[Saved entries]

═══

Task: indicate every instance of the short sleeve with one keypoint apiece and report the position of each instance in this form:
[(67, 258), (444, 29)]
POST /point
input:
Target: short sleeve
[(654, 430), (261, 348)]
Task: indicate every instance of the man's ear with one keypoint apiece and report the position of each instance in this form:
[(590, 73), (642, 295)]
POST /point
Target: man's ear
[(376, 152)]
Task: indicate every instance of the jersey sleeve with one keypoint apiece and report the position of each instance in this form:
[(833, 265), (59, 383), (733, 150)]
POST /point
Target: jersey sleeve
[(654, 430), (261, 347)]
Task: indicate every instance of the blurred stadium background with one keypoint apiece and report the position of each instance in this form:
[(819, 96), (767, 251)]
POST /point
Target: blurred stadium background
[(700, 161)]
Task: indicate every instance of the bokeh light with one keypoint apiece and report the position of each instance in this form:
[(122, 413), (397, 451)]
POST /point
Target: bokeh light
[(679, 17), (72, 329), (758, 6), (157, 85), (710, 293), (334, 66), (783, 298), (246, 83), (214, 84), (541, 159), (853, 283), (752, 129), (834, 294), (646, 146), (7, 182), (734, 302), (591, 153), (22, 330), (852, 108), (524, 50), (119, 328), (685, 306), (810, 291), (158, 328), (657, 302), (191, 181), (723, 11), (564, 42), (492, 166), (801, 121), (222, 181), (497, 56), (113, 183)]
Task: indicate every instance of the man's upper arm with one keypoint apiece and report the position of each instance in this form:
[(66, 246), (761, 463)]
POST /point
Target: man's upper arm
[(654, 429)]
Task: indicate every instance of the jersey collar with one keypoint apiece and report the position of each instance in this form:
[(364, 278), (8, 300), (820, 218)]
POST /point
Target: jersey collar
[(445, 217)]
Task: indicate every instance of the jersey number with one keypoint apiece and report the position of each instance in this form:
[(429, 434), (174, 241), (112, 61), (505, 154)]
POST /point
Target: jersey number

═══

Work instructions —
An exact transcription of every record above is required.

Solution to this exercise —
Task: indicate every instance of the short sleeve with one keypoint apiece and report the position of each instance in this form:
[(67, 258), (444, 29)]
POST /point
input:
Target: short sleeve
[(654, 430), (261, 348)]
Task: indicate every instance of the man's ear with one keypoint apiece and report the position of each instance in this form:
[(590, 73), (642, 295)]
POST /point
Target: man's ear
[(376, 152)]
Task: indicate every instance of the jersey sleeve with one keypoint apiece and report the position of each instance in this form:
[(833, 265), (59, 383), (733, 150)]
POST /point
Target: jersey sleeve
[(654, 430), (261, 347)]
Task: indicate every instance of the blurred stadium background with one keypoint apiece and report the position of each instance in this form:
[(819, 96), (767, 251)]
POST /point
Target: blurred stadium background
[(700, 161)]
Task: indicate every instance of the bokeh light with one keypoint apiece and report the position of each instance in this form:
[(122, 413), (397, 451)]
POST /point
Target: bokeh light
[(679, 17), (72, 329), (758, 6), (157, 85), (710, 293), (334, 66), (783, 298), (246, 83), (214, 84), (541, 159), (853, 283), (752, 129), (834, 294), (646, 146), (7, 182), (734, 302), (591, 153), (22, 330), (852, 108), (524, 50), (119, 328), (685, 306), (810, 291), (158, 328), (657, 302), (191, 181), (723, 11), (564, 42), (492, 166), (801, 121), (222, 181), (497, 56), (113, 183)]
Task: indicate every instance of the man's upper arm with one keypoint apiece and report the position of each instance in this form:
[(66, 246), (761, 463)]
POST /point
Target: man's upper arm
[(654, 429)]
Task: indicate every instance of the jersey collar with one keypoint apiece and report the position of each instance in this form:
[(364, 278), (8, 300), (820, 218)]
POST /point
Target: jersey collar
[(445, 217)]
Task: indicate every instance of the jersey number with one keypoint apiece and report the position of each instance in this form:
[(429, 434), (174, 241), (112, 61), (505, 154)]
POST /point
Target: jersey number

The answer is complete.